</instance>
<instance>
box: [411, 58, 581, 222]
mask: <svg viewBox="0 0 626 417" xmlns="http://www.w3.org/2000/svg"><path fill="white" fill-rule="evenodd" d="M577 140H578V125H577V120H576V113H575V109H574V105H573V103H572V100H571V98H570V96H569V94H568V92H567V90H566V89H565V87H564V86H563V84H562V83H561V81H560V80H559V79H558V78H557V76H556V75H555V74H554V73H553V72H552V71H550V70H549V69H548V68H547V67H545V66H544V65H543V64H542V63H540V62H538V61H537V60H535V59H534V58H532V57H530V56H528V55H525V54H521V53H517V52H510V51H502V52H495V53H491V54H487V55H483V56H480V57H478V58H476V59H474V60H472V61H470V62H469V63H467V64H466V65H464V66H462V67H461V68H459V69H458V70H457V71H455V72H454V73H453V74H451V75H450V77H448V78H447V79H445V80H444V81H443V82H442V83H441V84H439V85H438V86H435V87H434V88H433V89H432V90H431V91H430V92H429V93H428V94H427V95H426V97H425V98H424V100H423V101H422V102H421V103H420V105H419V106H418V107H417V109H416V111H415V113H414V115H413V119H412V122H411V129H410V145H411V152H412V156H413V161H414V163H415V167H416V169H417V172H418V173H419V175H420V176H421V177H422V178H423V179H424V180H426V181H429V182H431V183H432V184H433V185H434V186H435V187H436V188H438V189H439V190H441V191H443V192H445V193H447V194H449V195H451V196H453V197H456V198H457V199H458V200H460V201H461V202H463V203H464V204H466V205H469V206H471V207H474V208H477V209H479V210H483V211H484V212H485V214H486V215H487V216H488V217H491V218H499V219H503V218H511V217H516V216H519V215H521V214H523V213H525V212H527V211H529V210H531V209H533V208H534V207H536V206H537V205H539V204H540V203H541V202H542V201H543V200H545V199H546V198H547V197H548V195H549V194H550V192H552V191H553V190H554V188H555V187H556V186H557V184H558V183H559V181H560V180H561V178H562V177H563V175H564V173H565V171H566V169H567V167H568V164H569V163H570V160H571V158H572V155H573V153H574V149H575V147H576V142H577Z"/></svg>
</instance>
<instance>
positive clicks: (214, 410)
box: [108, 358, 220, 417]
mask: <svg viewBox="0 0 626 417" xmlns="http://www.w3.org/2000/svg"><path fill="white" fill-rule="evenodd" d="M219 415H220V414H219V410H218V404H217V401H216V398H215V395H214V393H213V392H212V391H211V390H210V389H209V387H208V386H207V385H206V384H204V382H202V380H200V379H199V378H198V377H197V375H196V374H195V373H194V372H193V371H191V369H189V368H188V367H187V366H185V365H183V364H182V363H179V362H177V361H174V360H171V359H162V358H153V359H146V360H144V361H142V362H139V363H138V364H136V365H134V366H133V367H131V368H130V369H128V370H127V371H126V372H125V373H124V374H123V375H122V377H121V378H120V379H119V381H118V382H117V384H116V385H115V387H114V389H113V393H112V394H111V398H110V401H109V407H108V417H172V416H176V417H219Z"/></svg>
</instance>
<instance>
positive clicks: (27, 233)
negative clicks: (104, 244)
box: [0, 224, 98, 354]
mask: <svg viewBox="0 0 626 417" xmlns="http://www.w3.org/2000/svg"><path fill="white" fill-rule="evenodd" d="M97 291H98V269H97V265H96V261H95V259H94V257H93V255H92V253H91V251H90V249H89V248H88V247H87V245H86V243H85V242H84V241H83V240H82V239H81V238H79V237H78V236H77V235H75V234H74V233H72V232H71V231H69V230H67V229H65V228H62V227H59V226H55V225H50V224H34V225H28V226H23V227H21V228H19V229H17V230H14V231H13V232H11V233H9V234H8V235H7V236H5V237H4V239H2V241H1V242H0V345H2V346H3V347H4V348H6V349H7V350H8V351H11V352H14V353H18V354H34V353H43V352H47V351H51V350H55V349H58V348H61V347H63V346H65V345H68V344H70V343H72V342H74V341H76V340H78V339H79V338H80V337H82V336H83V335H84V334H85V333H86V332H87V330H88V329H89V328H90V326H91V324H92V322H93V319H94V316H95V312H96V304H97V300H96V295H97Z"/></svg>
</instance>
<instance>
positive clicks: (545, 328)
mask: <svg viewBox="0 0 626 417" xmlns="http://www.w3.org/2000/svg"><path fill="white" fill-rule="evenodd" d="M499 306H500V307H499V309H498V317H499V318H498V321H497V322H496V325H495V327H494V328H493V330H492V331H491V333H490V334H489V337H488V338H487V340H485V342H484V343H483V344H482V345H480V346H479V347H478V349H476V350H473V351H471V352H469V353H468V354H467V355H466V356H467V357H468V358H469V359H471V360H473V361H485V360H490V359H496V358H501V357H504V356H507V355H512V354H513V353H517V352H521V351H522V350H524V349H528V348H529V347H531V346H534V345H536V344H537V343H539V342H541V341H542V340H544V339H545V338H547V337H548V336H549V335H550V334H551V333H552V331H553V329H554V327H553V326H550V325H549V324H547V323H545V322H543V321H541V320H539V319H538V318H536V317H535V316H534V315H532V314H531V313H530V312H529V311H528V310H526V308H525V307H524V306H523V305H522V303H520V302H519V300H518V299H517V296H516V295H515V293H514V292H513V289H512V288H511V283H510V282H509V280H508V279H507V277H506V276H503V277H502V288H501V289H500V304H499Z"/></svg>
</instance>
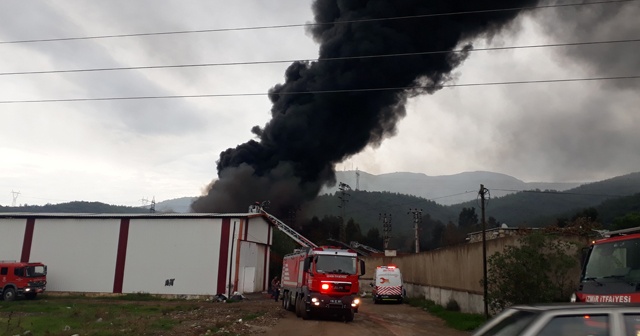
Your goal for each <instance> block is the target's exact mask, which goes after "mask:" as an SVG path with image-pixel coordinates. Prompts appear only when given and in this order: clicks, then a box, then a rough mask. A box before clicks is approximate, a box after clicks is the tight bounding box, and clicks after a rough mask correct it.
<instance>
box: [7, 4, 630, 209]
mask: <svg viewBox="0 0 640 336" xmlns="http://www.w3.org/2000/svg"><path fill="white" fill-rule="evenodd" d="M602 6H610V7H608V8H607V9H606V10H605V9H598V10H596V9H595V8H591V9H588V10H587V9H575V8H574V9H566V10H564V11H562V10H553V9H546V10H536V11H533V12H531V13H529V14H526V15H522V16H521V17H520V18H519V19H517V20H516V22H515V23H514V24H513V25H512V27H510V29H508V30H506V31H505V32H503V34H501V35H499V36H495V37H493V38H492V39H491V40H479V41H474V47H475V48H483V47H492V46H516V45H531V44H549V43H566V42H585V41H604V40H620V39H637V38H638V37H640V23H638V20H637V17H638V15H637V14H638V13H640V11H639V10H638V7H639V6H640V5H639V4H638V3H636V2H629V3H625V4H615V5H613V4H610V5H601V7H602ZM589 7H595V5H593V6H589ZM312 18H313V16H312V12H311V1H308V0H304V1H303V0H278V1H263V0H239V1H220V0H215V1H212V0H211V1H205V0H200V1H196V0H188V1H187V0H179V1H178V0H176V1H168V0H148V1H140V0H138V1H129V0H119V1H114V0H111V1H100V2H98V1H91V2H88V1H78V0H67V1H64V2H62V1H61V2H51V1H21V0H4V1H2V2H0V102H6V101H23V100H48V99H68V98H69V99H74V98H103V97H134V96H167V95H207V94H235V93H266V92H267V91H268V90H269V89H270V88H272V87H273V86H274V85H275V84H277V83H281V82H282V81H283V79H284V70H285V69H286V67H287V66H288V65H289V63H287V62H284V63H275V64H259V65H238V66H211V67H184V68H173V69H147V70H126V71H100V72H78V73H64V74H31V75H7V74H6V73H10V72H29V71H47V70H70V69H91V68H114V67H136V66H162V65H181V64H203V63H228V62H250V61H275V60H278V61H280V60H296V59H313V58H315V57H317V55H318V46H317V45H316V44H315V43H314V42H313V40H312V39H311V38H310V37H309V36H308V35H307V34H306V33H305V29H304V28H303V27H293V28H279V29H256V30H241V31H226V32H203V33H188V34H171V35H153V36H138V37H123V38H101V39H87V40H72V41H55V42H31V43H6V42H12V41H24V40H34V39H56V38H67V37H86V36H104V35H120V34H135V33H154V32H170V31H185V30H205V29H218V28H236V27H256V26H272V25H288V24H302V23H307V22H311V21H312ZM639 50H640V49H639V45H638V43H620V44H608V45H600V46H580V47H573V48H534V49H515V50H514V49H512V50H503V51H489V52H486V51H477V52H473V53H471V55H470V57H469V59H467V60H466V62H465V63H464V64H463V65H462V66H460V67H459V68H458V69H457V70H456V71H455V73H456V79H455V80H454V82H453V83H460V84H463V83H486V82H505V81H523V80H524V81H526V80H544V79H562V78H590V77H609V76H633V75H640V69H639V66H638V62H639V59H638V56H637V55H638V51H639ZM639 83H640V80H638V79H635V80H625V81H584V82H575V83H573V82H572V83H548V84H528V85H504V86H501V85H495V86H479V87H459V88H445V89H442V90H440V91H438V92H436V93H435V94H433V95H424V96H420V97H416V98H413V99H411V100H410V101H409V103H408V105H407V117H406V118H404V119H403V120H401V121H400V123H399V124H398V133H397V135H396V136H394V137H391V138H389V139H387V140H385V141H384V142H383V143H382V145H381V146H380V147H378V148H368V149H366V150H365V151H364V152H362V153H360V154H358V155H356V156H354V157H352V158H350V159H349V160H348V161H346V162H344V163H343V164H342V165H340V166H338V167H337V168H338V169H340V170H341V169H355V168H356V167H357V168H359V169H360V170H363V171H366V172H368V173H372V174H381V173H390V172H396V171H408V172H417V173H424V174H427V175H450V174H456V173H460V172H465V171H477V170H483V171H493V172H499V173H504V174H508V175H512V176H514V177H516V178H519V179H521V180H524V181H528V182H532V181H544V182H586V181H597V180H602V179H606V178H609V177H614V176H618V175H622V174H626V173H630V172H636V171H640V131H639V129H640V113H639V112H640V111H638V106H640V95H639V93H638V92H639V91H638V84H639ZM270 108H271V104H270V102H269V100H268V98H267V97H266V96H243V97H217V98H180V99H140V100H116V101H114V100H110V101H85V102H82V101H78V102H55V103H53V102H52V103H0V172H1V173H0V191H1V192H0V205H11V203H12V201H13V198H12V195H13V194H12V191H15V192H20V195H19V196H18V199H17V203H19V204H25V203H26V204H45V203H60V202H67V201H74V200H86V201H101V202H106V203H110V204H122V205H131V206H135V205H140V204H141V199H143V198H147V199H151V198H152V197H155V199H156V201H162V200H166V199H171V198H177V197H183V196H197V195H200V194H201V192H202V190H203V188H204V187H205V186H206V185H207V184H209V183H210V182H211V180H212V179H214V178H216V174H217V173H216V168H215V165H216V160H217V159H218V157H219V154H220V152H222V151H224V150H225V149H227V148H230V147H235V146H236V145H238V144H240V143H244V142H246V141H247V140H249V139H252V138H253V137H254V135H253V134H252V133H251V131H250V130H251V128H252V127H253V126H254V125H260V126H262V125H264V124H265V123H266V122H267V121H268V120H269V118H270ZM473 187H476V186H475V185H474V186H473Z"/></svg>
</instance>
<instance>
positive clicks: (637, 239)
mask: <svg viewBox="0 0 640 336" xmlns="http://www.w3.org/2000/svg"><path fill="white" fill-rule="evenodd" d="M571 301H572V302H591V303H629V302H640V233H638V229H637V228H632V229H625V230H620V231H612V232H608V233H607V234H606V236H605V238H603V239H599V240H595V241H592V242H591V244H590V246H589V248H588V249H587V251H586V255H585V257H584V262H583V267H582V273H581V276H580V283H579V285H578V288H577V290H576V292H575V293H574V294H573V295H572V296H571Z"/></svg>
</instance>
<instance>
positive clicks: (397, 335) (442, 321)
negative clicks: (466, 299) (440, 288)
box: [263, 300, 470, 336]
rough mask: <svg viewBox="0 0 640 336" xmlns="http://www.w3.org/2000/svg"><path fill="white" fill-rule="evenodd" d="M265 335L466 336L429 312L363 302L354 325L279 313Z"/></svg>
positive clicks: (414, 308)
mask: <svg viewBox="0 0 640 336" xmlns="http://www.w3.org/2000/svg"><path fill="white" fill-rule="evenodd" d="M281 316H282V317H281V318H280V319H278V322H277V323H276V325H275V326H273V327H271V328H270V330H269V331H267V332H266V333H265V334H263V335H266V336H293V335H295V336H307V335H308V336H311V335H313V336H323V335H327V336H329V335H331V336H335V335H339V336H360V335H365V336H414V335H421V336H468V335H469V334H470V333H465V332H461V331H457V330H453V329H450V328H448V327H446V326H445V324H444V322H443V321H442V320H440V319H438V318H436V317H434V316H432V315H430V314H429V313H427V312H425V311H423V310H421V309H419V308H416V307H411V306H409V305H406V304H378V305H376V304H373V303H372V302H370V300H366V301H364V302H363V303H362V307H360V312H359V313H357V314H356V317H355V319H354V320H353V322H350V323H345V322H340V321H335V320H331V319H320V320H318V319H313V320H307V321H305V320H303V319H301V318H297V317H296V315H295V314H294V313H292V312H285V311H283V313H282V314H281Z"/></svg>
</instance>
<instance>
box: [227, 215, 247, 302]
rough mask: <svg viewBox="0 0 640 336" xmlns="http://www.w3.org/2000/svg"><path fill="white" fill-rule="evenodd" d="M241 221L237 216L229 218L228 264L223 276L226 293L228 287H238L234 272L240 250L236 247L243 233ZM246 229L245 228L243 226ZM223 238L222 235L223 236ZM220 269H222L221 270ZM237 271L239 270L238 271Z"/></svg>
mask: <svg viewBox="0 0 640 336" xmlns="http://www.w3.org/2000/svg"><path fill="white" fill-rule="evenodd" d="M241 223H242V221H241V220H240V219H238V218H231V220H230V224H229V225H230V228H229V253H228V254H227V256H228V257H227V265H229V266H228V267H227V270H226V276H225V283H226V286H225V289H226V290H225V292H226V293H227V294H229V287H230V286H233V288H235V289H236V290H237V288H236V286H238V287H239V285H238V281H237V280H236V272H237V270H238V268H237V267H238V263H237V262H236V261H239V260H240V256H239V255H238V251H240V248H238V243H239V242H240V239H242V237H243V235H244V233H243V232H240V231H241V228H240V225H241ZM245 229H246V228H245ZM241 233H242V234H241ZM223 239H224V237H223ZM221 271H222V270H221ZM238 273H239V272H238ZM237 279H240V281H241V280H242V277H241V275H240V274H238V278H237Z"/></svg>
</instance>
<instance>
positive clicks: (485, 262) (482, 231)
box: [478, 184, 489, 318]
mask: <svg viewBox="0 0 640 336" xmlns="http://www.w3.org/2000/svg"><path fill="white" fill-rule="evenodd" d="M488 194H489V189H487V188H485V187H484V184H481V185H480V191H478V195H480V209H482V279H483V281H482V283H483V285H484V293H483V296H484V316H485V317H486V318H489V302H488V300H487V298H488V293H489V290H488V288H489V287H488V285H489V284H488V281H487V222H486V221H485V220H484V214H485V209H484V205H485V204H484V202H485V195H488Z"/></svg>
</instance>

* * *

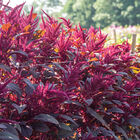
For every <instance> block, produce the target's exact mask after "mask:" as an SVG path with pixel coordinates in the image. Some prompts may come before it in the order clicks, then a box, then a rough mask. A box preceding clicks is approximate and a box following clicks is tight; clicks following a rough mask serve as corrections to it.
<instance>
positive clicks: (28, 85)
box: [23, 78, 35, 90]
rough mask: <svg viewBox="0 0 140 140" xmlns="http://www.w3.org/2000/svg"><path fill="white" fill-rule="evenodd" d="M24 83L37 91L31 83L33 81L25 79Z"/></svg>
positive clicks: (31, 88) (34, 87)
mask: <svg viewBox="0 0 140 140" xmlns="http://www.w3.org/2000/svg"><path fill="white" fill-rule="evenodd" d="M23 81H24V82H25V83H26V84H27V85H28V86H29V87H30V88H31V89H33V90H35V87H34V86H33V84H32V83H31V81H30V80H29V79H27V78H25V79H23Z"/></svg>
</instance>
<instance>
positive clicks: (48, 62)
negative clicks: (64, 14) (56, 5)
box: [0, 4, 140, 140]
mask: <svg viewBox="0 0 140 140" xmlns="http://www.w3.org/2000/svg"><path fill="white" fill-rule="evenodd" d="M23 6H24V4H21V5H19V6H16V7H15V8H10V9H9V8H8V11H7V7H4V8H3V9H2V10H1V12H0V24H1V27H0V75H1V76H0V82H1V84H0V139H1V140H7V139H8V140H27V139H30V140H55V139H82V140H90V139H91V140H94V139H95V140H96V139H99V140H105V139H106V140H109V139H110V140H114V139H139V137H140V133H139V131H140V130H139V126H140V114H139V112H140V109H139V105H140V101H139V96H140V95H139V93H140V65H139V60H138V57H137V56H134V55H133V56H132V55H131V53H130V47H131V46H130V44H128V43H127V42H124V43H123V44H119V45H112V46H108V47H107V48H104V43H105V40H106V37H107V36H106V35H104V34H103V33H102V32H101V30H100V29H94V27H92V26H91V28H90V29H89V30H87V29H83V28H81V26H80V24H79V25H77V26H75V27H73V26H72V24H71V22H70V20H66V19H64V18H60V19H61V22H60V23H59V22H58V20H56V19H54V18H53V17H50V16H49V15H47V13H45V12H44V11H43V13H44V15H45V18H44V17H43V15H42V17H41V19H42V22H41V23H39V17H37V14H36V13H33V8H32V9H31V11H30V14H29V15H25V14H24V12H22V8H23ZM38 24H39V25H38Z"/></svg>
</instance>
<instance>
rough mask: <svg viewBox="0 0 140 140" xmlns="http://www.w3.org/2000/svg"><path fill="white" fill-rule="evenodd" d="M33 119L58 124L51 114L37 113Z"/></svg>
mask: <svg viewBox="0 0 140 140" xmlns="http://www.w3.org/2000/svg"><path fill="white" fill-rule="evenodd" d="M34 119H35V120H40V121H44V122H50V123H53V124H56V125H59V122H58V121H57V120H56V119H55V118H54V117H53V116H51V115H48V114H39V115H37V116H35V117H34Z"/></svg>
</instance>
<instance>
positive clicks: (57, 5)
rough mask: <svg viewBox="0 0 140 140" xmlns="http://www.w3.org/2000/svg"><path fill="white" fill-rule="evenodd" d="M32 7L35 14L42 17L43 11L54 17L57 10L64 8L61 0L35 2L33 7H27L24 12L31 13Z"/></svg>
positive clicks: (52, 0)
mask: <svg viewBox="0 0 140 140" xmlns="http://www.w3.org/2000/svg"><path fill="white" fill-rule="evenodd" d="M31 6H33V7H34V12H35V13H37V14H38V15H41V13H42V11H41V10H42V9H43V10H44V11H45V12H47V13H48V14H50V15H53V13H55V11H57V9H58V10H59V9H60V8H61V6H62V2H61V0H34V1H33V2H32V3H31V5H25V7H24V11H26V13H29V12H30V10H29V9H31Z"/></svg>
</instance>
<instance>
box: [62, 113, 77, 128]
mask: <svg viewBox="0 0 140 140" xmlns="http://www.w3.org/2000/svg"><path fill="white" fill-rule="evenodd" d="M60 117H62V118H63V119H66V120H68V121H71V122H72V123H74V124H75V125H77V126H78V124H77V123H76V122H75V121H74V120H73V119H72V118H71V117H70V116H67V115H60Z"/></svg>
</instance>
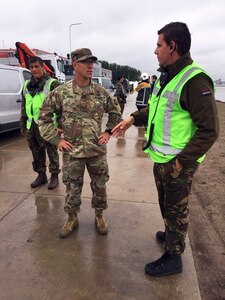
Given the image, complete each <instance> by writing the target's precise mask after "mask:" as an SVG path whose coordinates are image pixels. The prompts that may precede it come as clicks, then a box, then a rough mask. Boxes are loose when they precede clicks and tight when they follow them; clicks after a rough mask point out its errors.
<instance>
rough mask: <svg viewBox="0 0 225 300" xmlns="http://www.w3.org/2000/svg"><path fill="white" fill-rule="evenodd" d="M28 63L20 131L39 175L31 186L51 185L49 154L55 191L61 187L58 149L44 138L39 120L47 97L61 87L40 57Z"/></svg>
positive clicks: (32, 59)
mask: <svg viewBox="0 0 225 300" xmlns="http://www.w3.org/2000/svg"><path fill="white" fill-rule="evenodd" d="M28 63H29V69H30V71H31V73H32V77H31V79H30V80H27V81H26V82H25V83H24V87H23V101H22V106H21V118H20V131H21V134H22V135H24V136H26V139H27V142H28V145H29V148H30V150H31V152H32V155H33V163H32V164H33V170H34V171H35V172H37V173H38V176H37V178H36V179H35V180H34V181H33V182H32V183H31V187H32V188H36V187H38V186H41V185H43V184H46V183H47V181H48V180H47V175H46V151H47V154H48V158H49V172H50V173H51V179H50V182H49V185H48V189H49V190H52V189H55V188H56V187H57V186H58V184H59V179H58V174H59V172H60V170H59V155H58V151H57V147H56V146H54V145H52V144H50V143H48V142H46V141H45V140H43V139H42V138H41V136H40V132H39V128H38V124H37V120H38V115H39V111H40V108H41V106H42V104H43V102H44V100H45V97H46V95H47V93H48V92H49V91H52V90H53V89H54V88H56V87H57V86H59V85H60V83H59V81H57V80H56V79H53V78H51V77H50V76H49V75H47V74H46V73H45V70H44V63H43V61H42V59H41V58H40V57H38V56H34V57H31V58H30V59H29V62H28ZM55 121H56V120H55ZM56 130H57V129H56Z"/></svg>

## WHAT IS EXPECTED
Reproduce the data from the line with "335L466 336L429 312L363" up to and including the line with "positive clicks: (414, 308)", replacing "rough mask" with "coarse mask" and keeping everything else the same.

## PROBLEM SOLUTION
coarse mask: <svg viewBox="0 0 640 336" xmlns="http://www.w3.org/2000/svg"><path fill="white" fill-rule="evenodd" d="M265 335L466 336L429 312L363 302L354 325L279 313Z"/></svg>
positive clicks: (414, 308)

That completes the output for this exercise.